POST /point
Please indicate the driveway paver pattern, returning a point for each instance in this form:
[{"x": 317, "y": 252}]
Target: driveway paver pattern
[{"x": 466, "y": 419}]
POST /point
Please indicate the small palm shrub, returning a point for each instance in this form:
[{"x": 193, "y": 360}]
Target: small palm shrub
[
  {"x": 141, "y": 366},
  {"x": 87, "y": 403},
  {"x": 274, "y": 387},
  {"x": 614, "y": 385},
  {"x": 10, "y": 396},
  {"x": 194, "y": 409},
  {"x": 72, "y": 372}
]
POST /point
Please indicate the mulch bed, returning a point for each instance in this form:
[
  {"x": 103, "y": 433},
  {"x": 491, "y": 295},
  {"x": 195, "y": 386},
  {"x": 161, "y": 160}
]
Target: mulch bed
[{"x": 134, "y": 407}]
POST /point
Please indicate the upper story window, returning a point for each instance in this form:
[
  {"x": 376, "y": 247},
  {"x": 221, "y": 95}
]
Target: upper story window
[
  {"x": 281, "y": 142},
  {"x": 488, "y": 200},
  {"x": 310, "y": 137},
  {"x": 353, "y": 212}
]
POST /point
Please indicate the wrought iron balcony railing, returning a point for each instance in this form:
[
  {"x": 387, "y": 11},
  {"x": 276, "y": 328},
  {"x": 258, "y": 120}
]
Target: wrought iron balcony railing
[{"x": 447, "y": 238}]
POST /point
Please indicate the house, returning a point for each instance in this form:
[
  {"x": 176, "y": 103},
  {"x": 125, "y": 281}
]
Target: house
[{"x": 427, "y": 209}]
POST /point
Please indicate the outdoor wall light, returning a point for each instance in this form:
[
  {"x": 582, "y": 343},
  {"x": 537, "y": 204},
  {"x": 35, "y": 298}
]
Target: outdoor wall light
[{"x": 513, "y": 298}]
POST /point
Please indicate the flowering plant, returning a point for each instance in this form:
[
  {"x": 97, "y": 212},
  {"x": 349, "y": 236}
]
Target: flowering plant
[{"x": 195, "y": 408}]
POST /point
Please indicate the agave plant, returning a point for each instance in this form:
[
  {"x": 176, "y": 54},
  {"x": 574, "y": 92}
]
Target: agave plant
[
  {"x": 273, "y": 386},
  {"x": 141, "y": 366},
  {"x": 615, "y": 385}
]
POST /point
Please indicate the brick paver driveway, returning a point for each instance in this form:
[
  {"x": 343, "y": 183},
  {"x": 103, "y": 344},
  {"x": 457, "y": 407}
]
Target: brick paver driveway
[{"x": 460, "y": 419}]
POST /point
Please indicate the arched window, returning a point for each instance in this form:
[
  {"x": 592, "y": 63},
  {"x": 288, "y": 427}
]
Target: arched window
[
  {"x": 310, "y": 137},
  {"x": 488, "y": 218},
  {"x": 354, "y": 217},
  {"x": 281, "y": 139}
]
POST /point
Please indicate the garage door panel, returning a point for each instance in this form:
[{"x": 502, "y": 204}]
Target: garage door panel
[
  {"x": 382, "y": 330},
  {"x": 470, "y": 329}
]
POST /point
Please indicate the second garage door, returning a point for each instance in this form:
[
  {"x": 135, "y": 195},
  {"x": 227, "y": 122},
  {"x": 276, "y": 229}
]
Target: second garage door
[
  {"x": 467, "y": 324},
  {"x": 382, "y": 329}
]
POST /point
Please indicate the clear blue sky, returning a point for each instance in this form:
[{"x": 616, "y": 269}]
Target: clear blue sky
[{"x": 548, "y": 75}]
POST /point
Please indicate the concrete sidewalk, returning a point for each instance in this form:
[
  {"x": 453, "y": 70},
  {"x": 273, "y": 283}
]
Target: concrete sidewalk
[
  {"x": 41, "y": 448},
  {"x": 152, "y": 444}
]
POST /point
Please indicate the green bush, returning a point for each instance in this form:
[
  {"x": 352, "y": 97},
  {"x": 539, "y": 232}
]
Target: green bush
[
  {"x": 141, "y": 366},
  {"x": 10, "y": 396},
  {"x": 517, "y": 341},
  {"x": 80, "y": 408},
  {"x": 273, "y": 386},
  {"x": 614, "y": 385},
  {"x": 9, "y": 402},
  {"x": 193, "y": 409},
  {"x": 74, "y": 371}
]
::::
• What you have to do: The whole of the material should be restated word for word.

• Answer space:
POST /point
Please indicate the driveway paver pattern, returning a point for each instance in this form:
[{"x": 317, "y": 252}]
Target: driveway paver pattern
[{"x": 466, "y": 419}]
POST /point
Please indicate the small palm shrub, returning a point for each instance in this form:
[{"x": 193, "y": 360}]
Target: small palm shrub
[
  {"x": 141, "y": 366},
  {"x": 87, "y": 403},
  {"x": 274, "y": 387},
  {"x": 614, "y": 385},
  {"x": 10, "y": 396},
  {"x": 194, "y": 409},
  {"x": 72, "y": 372}
]
POST /point
Please indicate the mulch bed, returning a point for each instance in this form:
[
  {"x": 103, "y": 433},
  {"x": 491, "y": 295},
  {"x": 195, "y": 386},
  {"x": 161, "y": 160}
]
Target: mulch bed
[{"x": 134, "y": 407}]
POST /point
Please indicate the upper story window, returning a point for each instance in this form:
[
  {"x": 376, "y": 247},
  {"x": 221, "y": 95}
]
Target: upper story window
[
  {"x": 281, "y": 142},
  {"x": 488, "y": 200},
  {"x": 310, "y": 137},
  {"x": 353, "y": 212}
]
POST /point
Please indicate the wrought iron balcony railing, returning a point for each instance in this form:
[
  {"x": 387, "y": 11},
  {"x": 276, "y": 328},
  {"x": 258, "y": 120}
]
Target: wrought iron balcony railing
[{"x": 447, "y": 238}]
POST /point
Please indicate the house, returning a point for each instance in this form:
[
  {"x": 176, "y": 103},
  {"x": 125, "y": 281}
]
Target: house
[{"x": 427, "y": 209}]
POST /point
Please indicate the outdoor wall light, returning a point for each instance in this form:
[
  {"x": 582, "y": 343},
  {"x": 537, "y": 204},
  {"x": 35, "y": 298}
]
Target: outdoor wall light
[{"x": 513, "y": 298}]
POST /point
Please indicate the flowering plant, returning a point for each instance in this form:
[
  {"x": 97, "y": 212},
  {"x": 349, "y": 236}
]
Target: flowering plant
[{"x": 195, "y": 408}]
POST /point
Please indicate the agave plant, returning a point for each instance in this form:
[
  {"x": 176, "y": 54},
  {"x": 574, "y": 92}
]
Target: agave plant
[
  {"x": 273, "y": 386},
  {"x": 141, "y": 366},
  {"x": 615, "y": 385}
]
POST /point
Please indicate the brick paver driveway, returning a point for each instance in this form:
[
  {"x": 343, "y": 183},
  {"x": 103, "y": 344},
  {"x": 457, "y": 407}
]
Target: brick paver driveway
[{"x": 460, "y": 419}]
POST /point
Please indicate the arched window, returning a point for each instance in this form:
[
  {"x": 592, "y": 63},
  {"x": 288, "y": 427}
]
Target: arched window
[
  {"x": 310, "y": 137},
  {"x": 488, "y": 218},
  {"x": 354, "y": 217},
  {"x": 281, "y": 139}
]
POST /point
Please indicate the garage door panel, returning a point for each instance in this form:
[{"x": 502, "y": 204}]
Target: garage door panel
[
  {"x": 382, "y": 330},
  {"x": 470, "y": 329}
]
POST /point
Please indicate the second garage door, returning a point for each instance in this form:
[
  {"x": 135, "y": 195},
  {"x": 227, "y": 122},
  {"x": 276, "y": 229}
]
Target: second garage door
[
  {"x": 467, "y": 324},
  {"x": 382, "y": 329}
]
POST /point
Please indicate the clear blue sky, returning a point for each instance in this form:
[{"x": 616, "y": 269}]
Target: clear blue sky
[{"x": 548, "y": 75}]
POST /point
Please indicate the concrete sidewalk, returning a point for each instance in this form:
[
  {"x": 453, "y": 70},
  {"x": 273, "y": 283}
]
Target: concrete sidewalk
[
  {"x": 41, "y": 448},
  {"x": 152, "y": 444}
]
POST /point
Please indicate the green bush, returning a point for each instance in this form:
[
  {"x": 352, "y": 97},
  {"x": 539, "y": 232}
]
Target: green bush
[
  {"x": 141, "y": 366},
  {"x": 10, "y": 396},
  {"x": 517, "y": 341},
  {"x": 80, "y": 408},
  {"x": 273, "y": 386},
  {"x": 614, "y": 385},
  {"x": 9, "y": 402},
  {"x": 193, "y": 409},
  {"x": 74, "y": 371}
]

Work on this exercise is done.